START
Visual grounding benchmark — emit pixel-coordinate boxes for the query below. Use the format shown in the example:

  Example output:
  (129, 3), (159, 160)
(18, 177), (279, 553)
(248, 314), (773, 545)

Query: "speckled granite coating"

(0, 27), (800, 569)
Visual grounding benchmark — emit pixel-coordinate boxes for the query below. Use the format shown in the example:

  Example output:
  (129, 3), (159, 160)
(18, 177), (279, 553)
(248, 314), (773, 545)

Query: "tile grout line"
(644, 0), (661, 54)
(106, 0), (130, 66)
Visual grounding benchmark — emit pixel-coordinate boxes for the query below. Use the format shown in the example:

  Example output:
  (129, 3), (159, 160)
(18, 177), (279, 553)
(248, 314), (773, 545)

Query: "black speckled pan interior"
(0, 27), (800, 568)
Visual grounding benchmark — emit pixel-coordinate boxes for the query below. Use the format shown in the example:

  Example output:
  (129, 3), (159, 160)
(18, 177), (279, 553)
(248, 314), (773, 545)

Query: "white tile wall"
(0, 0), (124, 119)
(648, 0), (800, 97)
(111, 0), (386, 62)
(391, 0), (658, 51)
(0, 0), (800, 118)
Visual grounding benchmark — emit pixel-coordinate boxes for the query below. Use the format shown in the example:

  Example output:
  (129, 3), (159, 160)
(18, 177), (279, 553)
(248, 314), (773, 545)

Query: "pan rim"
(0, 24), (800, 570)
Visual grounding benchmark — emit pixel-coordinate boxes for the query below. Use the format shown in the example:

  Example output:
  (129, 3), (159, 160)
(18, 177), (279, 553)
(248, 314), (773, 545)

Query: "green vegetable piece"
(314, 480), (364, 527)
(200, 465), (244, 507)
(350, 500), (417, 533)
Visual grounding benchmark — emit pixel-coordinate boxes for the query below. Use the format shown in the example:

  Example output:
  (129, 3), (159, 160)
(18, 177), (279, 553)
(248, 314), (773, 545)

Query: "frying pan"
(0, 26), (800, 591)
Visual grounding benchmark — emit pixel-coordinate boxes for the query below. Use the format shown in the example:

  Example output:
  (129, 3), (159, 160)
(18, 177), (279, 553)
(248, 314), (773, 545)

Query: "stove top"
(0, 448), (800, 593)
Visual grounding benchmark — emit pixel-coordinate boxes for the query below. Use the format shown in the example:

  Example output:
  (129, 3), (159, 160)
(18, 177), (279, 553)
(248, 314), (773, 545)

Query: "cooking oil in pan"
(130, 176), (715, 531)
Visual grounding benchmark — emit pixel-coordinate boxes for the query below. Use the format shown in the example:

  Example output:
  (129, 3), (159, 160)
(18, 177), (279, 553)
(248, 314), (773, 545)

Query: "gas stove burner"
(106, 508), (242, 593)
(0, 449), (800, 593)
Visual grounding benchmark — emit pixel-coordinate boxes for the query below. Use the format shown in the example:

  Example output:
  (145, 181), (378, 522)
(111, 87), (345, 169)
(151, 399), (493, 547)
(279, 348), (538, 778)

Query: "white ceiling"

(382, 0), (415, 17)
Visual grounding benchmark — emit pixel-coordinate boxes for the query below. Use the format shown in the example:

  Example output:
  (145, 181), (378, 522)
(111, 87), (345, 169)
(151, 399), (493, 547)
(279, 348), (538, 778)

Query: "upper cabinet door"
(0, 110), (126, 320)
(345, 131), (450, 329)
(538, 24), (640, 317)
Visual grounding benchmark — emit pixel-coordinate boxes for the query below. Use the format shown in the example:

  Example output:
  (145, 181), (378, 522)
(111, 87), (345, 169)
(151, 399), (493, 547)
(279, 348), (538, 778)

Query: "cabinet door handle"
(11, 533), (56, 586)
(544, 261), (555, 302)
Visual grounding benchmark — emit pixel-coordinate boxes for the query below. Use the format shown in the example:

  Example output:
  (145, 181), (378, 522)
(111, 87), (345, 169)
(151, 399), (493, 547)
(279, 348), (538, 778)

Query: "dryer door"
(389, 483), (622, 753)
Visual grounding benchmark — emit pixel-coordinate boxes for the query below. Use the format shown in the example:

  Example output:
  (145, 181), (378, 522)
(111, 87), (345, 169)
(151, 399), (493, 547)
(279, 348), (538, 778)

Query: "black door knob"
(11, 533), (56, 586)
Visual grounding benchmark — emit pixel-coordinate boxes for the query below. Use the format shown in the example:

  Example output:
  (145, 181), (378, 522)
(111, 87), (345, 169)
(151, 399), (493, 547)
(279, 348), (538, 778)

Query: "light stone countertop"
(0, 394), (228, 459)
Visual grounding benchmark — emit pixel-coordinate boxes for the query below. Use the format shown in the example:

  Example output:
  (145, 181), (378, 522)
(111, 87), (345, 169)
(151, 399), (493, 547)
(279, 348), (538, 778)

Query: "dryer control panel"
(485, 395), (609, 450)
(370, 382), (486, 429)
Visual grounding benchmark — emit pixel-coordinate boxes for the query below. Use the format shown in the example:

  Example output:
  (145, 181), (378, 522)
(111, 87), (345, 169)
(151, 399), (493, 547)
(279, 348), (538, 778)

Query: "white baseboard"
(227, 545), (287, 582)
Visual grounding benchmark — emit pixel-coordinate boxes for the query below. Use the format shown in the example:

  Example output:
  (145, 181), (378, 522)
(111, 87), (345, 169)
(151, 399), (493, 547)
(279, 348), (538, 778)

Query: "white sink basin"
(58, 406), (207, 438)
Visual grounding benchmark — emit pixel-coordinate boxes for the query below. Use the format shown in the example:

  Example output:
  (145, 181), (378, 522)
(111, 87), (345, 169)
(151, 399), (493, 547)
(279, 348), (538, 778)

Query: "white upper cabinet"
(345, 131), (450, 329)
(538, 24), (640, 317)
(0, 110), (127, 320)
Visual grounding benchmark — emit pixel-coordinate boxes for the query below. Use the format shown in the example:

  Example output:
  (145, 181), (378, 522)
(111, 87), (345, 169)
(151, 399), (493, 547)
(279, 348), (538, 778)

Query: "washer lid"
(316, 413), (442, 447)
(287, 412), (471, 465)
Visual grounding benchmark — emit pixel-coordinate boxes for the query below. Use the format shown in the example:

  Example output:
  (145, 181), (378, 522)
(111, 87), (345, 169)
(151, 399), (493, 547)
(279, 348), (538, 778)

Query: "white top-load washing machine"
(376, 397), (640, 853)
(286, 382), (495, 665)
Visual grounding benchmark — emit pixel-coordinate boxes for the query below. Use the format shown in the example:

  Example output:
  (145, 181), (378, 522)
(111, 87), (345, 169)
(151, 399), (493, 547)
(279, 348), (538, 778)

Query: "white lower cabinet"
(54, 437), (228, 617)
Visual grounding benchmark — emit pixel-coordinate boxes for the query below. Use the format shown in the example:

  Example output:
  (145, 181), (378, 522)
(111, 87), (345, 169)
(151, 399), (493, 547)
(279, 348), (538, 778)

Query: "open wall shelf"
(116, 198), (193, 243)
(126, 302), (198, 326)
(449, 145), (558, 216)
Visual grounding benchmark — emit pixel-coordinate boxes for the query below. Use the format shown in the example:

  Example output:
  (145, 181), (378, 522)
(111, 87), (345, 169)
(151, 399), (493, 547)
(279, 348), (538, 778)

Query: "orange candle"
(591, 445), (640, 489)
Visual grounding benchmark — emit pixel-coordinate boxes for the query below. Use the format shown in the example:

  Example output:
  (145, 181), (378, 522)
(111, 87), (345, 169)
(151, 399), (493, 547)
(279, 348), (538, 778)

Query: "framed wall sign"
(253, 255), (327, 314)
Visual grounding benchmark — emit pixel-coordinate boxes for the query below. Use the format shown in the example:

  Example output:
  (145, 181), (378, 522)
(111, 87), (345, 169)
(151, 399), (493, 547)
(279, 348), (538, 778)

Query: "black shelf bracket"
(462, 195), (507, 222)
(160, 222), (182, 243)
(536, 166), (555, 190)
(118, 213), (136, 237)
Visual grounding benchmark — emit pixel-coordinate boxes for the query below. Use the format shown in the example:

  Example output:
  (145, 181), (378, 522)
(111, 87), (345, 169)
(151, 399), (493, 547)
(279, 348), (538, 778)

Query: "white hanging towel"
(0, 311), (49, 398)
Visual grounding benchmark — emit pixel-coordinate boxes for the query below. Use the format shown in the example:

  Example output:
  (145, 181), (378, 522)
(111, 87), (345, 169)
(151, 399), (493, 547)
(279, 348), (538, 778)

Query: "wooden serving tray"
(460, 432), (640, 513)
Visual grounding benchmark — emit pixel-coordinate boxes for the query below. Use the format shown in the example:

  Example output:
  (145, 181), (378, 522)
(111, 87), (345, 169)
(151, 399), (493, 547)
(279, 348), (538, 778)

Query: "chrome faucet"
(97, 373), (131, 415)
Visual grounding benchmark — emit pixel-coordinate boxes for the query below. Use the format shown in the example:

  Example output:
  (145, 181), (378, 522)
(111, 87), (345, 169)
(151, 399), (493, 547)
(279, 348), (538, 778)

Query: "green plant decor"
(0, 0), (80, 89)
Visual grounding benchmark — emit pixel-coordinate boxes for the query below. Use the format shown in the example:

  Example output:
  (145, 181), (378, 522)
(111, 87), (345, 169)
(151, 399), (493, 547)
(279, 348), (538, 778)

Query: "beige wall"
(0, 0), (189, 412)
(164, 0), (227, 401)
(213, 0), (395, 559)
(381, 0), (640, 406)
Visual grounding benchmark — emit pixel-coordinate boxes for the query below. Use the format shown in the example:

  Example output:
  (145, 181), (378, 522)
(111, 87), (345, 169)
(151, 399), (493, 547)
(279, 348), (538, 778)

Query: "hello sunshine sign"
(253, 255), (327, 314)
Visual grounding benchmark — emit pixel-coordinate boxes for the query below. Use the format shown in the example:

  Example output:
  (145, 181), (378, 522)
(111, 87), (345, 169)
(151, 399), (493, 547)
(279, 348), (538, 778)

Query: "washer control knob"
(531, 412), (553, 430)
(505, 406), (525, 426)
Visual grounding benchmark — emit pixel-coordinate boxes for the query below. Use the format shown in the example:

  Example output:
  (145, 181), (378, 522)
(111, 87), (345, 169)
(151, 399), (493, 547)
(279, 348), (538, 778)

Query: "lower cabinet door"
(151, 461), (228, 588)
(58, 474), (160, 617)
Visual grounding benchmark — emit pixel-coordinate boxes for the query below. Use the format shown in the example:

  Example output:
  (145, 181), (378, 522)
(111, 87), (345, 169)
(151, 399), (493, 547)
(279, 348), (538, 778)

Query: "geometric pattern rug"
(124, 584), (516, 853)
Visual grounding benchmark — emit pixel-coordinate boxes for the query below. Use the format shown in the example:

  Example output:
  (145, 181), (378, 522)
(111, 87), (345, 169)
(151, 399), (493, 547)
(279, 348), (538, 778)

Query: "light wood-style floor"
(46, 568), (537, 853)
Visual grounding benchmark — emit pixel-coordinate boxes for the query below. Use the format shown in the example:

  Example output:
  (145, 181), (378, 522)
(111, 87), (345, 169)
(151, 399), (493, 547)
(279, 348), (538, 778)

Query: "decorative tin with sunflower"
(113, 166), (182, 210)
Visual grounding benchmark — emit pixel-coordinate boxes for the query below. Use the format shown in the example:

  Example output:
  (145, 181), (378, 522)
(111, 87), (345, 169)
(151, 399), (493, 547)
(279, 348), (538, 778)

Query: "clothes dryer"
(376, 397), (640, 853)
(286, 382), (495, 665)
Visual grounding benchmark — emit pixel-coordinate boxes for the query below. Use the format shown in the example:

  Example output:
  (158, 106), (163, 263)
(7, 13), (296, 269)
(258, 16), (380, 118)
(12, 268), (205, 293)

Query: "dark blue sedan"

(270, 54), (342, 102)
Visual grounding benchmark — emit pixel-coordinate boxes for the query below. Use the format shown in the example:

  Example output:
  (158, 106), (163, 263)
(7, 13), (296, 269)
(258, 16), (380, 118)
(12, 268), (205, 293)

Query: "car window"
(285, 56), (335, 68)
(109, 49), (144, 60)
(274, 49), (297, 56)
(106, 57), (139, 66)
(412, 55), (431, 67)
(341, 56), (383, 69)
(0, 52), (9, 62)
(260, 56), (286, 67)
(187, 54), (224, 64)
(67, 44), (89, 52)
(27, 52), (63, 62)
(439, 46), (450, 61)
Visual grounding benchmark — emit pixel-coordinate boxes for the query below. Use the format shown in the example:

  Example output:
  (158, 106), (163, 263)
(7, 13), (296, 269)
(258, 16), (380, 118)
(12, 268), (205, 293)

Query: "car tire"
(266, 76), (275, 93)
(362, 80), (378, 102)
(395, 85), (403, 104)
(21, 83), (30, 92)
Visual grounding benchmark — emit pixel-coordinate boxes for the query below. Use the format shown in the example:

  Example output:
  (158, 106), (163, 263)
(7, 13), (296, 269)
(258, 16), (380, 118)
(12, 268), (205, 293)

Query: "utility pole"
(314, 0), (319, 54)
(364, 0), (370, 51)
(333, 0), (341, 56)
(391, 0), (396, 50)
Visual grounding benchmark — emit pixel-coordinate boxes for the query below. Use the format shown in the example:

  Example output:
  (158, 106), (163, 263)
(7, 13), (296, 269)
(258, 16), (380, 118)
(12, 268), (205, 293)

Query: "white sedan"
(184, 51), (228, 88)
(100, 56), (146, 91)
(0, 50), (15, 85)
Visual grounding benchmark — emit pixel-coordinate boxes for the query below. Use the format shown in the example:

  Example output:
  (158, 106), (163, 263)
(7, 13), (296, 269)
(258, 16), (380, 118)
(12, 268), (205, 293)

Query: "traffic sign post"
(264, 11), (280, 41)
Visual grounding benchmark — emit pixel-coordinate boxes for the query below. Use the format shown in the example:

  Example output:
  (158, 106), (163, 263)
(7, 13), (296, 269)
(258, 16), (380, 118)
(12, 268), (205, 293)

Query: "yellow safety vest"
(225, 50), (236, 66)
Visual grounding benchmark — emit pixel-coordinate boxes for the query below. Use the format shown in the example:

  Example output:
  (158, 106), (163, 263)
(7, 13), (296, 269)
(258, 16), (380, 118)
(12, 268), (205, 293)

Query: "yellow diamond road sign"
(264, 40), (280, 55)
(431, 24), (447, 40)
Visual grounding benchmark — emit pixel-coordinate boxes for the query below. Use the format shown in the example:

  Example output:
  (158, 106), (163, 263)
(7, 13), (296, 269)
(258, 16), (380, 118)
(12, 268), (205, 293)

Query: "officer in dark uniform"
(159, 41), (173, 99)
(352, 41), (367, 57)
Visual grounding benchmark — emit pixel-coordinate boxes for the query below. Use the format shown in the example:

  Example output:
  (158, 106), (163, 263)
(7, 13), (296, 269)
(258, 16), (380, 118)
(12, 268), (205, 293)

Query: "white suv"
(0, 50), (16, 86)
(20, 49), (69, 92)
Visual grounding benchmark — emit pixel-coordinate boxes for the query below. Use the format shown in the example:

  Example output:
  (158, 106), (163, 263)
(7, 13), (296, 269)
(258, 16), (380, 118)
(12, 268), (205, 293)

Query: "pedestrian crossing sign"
END
## REQUIREMENT
Print the records above verbatim, starting at their first line and ending at the line containing "(0, 27), (800, 569)", with both of those lines included.

## SOLVED EXERCISE
Visual grounding benchmark — emit pixel-coordinate boxes for the query below. Use the format shown in the example:

  Example output:
  (129, 3), (159, 160)
(18, 177), (279, 553)
(248, 314), (773, 545)

Query: "speckled granite coating"

(0, 27), (800, 569)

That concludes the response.